**Request:**
The data follows this line. Copy verbatim the line with "target | flagstick" and each line after it to the end.
** Start of Data in this exercise **
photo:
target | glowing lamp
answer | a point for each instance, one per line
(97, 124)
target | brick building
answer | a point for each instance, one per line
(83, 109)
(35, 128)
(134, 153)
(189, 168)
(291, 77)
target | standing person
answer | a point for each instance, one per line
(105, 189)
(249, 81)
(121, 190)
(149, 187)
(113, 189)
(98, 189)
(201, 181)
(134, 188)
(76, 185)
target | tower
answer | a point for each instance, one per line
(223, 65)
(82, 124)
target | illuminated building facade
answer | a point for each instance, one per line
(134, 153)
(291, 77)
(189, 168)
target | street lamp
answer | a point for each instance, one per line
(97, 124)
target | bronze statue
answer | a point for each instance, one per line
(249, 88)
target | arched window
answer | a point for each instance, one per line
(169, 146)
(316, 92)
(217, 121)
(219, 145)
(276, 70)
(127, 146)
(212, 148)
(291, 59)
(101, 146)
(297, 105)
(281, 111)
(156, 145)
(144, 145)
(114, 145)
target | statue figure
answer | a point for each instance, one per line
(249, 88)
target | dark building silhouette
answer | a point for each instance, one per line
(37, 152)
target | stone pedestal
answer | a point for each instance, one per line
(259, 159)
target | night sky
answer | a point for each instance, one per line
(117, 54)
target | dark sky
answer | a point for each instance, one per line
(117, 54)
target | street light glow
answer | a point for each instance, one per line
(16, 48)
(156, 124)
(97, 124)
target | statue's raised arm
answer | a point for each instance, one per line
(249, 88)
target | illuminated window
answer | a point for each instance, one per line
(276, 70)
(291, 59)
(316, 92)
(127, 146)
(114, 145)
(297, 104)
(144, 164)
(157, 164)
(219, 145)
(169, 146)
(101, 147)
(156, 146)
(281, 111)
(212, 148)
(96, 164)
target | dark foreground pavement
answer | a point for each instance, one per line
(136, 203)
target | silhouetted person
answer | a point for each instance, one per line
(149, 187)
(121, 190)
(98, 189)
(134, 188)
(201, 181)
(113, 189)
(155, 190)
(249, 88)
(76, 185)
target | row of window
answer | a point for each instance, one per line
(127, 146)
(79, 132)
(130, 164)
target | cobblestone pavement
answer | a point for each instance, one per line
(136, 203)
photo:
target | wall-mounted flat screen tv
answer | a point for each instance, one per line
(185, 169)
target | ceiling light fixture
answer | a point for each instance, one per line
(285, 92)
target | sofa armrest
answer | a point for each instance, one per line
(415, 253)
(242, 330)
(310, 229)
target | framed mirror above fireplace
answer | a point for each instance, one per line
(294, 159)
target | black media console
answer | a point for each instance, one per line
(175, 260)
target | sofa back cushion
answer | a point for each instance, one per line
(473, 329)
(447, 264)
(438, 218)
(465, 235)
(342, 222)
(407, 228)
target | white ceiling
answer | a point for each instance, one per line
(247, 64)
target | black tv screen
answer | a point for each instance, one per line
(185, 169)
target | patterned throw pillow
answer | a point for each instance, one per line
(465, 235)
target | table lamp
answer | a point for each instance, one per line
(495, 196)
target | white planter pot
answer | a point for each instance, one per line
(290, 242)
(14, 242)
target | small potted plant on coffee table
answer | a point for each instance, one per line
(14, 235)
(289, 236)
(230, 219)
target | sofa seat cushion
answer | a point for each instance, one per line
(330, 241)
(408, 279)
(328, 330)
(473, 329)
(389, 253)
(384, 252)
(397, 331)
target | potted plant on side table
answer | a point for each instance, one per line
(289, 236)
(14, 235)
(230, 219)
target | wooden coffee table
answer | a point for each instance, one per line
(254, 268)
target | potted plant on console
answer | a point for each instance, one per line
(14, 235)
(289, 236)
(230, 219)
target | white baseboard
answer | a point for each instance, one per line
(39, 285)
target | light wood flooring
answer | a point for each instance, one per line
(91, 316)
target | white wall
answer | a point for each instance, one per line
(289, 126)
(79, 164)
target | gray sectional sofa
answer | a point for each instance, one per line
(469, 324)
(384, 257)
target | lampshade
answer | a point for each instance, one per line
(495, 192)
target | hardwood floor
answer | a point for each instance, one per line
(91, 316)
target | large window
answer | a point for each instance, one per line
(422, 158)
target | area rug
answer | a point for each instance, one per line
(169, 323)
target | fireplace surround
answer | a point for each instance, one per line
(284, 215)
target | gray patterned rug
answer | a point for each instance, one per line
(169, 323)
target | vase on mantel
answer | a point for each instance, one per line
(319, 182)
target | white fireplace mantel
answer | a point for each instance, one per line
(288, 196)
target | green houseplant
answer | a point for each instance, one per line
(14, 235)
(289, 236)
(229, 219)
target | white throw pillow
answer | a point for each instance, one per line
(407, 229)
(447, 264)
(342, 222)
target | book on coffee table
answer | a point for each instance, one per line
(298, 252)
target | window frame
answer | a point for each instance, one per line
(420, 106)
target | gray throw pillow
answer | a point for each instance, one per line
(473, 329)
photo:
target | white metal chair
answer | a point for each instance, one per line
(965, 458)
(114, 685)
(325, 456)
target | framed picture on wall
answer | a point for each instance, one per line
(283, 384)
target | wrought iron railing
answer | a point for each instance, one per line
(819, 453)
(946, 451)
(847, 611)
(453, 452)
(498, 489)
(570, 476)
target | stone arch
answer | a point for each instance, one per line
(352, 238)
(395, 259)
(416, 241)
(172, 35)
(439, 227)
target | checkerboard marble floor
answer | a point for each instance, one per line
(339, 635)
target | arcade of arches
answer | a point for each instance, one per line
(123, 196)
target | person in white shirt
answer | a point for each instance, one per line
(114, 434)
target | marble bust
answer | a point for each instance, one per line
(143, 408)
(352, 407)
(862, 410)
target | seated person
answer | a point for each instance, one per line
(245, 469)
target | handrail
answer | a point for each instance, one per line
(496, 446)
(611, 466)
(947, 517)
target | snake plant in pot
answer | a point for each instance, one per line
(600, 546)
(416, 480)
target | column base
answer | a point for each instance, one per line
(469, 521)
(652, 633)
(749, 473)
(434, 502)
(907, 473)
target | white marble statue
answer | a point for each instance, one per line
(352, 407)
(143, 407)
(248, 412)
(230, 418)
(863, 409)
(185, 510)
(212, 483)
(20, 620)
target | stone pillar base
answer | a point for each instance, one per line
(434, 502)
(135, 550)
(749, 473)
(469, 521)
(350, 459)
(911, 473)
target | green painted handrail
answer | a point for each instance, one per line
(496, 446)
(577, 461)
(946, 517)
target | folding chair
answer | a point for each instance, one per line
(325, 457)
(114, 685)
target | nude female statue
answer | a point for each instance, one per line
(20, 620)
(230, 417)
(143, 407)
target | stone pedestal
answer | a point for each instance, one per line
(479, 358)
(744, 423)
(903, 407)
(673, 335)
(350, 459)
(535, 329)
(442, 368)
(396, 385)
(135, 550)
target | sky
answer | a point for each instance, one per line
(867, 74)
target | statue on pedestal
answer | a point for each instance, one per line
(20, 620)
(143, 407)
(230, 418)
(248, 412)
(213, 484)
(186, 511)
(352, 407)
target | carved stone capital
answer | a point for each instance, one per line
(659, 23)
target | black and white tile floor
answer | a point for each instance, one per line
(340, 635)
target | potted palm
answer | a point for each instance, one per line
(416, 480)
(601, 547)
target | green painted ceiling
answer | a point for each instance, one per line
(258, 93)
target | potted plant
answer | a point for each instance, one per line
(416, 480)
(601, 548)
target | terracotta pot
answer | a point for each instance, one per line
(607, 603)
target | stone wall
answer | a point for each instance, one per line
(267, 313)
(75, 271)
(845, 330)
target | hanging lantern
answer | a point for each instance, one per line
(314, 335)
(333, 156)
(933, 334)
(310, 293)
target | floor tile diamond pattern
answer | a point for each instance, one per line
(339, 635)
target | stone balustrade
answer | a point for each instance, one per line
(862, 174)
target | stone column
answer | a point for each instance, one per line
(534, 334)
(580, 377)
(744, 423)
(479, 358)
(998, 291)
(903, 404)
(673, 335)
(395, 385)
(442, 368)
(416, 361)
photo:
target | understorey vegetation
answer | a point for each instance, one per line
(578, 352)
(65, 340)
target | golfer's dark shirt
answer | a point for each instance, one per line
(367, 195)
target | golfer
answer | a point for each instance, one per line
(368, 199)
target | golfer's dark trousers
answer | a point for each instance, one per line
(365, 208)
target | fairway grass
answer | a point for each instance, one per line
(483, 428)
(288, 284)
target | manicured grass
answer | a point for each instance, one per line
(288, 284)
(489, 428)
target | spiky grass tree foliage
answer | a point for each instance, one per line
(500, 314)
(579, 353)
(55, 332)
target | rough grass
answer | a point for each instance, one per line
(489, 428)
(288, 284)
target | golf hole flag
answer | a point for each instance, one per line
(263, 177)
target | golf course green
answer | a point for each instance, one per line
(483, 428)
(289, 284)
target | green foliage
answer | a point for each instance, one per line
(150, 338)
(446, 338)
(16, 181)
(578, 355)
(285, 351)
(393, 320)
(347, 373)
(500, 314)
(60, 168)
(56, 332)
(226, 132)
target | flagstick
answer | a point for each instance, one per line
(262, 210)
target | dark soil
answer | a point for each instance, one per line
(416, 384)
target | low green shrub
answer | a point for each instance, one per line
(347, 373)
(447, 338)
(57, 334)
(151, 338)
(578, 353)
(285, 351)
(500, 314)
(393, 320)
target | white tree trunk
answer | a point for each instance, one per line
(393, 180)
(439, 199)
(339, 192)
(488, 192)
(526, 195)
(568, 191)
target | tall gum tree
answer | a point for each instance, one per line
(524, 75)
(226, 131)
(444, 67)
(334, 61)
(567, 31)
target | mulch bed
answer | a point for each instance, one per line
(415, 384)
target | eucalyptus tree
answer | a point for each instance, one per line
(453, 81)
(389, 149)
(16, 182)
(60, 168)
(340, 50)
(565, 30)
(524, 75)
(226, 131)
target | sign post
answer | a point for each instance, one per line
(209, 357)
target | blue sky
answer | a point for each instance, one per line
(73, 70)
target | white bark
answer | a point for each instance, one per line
** End of Data in this exercise **
**Full answer:**
target | flagstick
answer | a point for each instance, one per line
(262, 210)
target | dark soil
answer | a point for each instance, one per line
(416, 384)
target | low green shrub
answer | a point for each instance, one per line
(347, 373)
(447, 338)
(57, 334)
(151, 338)
(578, 353)
(285, 351)
(500, 314)
(393, 320)
target | white tree trunk
answer | a point for each instance, one per line
(393, 180)
(439, 199)
(339, 192)
(488, 192)
(526, 195)
(568, 191)
target | tall gum tree
answer | a point for each instance, one per line
(524, 75)
(226, 131)
(444, 67)
(334, 61)
(567, 31)
target | mulch bed
answer | a point for each instance, one per line
(415, 384)
target | eucalyptus tree
answer | a point for each instance, one per line
(453, 81)
(389, 149)
(16, 182)
(60, 168)
(340, 50)
(565, 30)
(524, 75)
(226, 131)
target | sign post
answer | a point for each instance, one per line
(209, 357)
target | blue sky
answer | a point for each instance, one per line
(73, 70)
target | white bark
answer | a point for each instance, one per line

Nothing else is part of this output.